Task instructions: Render every line of the records below as a Markdown table with the columns Row and Line, numbering the lines and omitting blank ones. Leave the pictures out of your table.

A portion of a data file:
• • •
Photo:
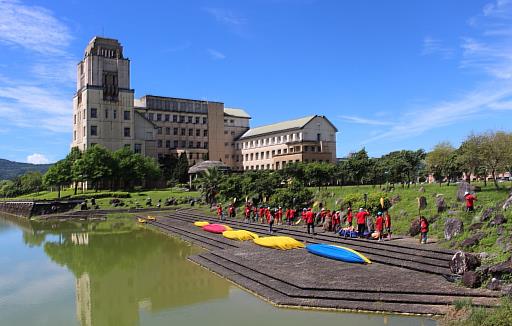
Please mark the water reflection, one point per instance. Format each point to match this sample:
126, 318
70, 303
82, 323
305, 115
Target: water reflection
118, 273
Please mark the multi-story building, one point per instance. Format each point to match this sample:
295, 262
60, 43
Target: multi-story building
105, 112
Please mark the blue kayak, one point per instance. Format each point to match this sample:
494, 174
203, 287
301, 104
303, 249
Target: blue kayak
338, 253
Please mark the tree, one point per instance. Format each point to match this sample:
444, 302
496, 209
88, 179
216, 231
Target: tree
497, 152
58, 175
95, 165
209, 183
439, 161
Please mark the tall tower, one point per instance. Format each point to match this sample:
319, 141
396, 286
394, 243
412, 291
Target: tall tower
103, 108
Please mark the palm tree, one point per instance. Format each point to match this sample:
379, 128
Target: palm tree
209, 183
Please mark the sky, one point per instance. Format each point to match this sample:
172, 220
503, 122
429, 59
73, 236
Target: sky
391, 75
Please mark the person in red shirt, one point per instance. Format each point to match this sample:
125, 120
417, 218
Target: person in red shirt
423, 229
379, 225
387, 224
470, 199
219, 212
349, 216
279, 216
310, 221
361, 222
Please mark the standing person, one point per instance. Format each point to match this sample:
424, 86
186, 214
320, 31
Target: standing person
361, 222
220, 213
470, 201
271, 220
310, 221
279, 216
349, 216
379, 225
424, 229
387, 224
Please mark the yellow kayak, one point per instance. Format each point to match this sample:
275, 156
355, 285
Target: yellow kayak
240, 235
279, 242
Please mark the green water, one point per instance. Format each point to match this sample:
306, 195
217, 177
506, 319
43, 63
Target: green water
119, 273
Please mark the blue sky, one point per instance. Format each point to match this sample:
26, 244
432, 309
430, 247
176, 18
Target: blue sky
389, 74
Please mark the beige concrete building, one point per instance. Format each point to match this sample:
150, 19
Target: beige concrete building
105, 112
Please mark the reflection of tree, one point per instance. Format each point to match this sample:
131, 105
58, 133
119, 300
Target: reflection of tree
118, 273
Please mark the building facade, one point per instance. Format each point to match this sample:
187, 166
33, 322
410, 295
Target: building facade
105, 112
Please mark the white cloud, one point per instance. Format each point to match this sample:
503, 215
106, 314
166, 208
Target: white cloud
32, 27
226, 16
432, 46
37, 158
365, 121
216, 54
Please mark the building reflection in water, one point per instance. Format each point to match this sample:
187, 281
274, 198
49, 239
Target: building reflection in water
• • •
Answer to the exercise:
| Row | Line |
|---|---|
| 1 | Photo: |
| 2 | Please mark the water reflection, one point per instance. Format each point to match this sample: |
| 3 | 126, 318 |
| 4 | 70, 303 |
| 5 | 82, 323 |
| 6 | 305, 115 |
| 7 | Target: water reflection |
| 8 | 118, 273 |
| 9 | Please mark the multi-story building, one point per instance. Format each point to match this sample: |
| 10 | 295, 262 |
| 11 | 60, 43 |
| 12 | Target: multi-story building |
| 13 | 105, 112 |
| 14 | Please mark the blue kayak, one point per instance. Format each point to match this sample: |
| 15 | 494, 174 |
| 16 | 203, 287 |
| 17 | 301, 104 |
| 18 | 303, 249 |
| 19 | Target: blue kayak |
| 20 | 338, 253 |
| 21 | Please mark the tree, one point per instance. Format each point to match this sample: |
| 22 | 444, 302 |
| 23 | 496, 209 |
| 24 | 88, 179 |
| 25 | 216, 231 |
| 26 | Target: tree |
| 27 | 497, 152 |
| 28 | 58, 175 |
| 29 | 95, 165 |
| 30 | 209, 183 |
| 31 | 439, 161 |
| 32 | Please mark the tall tower, one point per instance. Format each point to match this sample: |
| 33 | 319, 141 |
| 34 | 396, 286 |
| 35 | 394, 243 |
| 36 | 412, 291 |
| 37 | Target: tall tower |
| 38 | 103, 108 |
| 39 | Please mark the palm tree, one point per instance. Format each point to match this sample: |
| 40 | 379, 128 |
| 41 | Target: palm tree |
| 42 | 209, 183 |
| 43 | Please mark the sky, one point per instance. Format each point to match this sample: |
| 44 | 172, 220 |
| 45 | 503, 122 |
| 46 | 429, 59 |
| 47 | 73, 236 |
| 48 | Target: sky |
| 49 | 391, 75 |
| 50 | Please mark the person in red shirt, one point per instance. Format each point to match this sample: |
| 51 | 125, 120 |
| 52 | 417, 218 |
| 53 | Target: person in red shirt |
| 54 | 423, 229 |
| 55 | 379, 225 |
| 56 | 387, 224 |
| 57 | 470, 199 |
| 58 | 219, 212 |
| 59 | 349, 216 |
| 60 | 279, 216 |
| 61 | 310, 221 |
| 62 | 361, 222 |
| 63 | Please mark the standing person, one point per instance. Format each point to match this sample: |
| 64 | 424, 86 |
| 65 | 186, 214 |
| 66 | 320, 31 |
| 67 | Target: standing person |
| 68 | 361, 222 |
| 69 | 220, 213 |
| 70 | 470, 201 |
| 71 | 271, 220 |
| 72 | 310, 221 |
| 73 | 279, 216 |
| 74 | 349, 216 |
| 75 | 379, 225 |
| 76 | 424, 229 |
| 77 | 387, 224 |
| 78 | Please mark the yellow kayak, one point per instance. Format each point to match this sample: |
| 79 | 275, 156 |
| 80 | 355, 285 |
| 81 | Target: yellow kayak |
| 82 | 240, 235 |
| 83 | 279, 242 |
| 84 | Please mark the green water, one point per instance. Format each point to match this sample: |
| 85 | 306, 195 |
| 86 | 217, 177 |
| 87 | 506, 319 |
| 88 | 43, 63 |
| 89 | Target: green water |
| 90 | 119, 273 |
| 91 | Please mark the blue sky, one point per instance. Format each point to match this sample: |
| 92 | 26, 244 |
| 93 | 432, 309 |
| 94 | 430, 247 |
| 95 | 176, 18 |
| 96 | Target: blue sky |
| 97 | 389, 74 |
| 98 | Please mark the beige concrete building, one point per instance. Format each point to match this sample: |
| 99 | 150, 19 |
| 100 | Target: beige concrete building |
| 101 | 105, 112 |
| 102 | Please mark the reflection of tree, one point per instance. Format each point to match this sample: |
| 103 | 131, 105 |
| 104 | 58, 133 |
| 105 | 119, 300 |
| 106 | Target: reflection of tree |
| 107 | 118, 273 |
| 108 | Please mark the building facade, one point per instance. Format each point to match this sample: |
| 109 | 187, 166 |
| 110 | 33, 322 |
| 111 | 410, 295 |
| 112 | Target: building facade |
| 113 | 105, 112 |
| 114 | Please mark the white cloud, one point per instance. Format each point to match this sample: |
| 115 | 503, 215 |
| 116 | 106, 314 |
| 117 | 166, 208 |
| 118 | Target: white cloud |
| 119 | 32, 27 |
| 120 | 226, 16 |
| 121 | 432, 46 |
| 122 | 37, 158 |
| 123 | 365, 121 |
| 124 | 216, 54 |
| 125 | Please mark the building reflection in water, one point per instance. Format each point to match this sample: |
| 126 | 187, 281 |
| 127 | 274, 198 |
| 128 | 49, 239 |
| 129 | Target: building reflection in water |